▸ **Problem**: Locate each line in the records below that contains the string "petal", and copy every such line in full.

[Stored items]
·····

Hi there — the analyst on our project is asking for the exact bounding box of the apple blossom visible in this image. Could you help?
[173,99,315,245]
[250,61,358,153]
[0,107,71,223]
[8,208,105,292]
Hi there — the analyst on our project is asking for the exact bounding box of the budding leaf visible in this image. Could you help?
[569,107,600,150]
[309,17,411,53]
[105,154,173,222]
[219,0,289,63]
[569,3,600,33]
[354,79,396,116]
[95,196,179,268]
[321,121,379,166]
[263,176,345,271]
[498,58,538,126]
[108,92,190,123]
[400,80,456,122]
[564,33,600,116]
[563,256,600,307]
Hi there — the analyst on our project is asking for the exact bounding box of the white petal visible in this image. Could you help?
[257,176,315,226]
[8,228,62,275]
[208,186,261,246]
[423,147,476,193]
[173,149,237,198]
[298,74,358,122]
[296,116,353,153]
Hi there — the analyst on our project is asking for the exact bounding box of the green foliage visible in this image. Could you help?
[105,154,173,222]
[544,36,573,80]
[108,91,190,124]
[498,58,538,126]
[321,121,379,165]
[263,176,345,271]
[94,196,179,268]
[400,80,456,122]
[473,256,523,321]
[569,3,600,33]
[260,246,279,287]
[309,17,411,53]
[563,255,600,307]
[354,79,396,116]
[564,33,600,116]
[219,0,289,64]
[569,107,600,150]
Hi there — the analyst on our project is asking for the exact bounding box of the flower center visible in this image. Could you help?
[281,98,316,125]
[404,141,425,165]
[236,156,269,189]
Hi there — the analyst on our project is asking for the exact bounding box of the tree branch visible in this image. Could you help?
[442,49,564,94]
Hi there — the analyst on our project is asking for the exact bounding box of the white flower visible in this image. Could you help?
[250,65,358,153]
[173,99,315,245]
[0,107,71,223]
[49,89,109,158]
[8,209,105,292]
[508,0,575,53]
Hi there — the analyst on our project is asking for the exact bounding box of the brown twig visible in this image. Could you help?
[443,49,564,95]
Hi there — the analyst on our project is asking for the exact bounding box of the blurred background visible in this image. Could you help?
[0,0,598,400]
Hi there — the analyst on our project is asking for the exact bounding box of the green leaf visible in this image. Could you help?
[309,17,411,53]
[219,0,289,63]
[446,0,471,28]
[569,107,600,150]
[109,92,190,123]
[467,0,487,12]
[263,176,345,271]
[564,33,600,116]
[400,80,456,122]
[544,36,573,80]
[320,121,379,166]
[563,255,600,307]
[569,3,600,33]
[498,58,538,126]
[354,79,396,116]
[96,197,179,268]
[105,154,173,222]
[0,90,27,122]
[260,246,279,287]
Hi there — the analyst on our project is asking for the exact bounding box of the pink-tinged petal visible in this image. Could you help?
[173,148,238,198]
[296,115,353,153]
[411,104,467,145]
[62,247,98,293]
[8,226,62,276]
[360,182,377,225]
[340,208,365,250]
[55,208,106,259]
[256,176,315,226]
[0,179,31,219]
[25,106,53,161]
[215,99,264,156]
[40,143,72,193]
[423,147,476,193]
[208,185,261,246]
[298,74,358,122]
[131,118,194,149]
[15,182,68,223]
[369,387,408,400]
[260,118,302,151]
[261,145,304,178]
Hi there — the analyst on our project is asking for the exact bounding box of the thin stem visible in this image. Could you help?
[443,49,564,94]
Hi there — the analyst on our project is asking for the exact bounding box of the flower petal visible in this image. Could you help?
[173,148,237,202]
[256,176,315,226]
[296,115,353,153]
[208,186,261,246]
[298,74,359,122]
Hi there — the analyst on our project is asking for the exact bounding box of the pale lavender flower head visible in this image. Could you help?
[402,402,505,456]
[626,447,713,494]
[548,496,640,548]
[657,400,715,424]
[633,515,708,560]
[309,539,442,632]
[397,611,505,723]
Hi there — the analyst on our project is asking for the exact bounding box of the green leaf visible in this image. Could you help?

·····

▸ **Result of the exercise**:
Hi there — the analyst on our project is asking for the exact bounding box of the white petal visible in this image. Could you help?
Hi there — the analyst on our project is asking for the exact bounding box of the pink-tinged petal visible in this image. Could you help?
Hi there — the analyst on our project is asking for the exact bounding box of the flower petal visible in this image. Could you help?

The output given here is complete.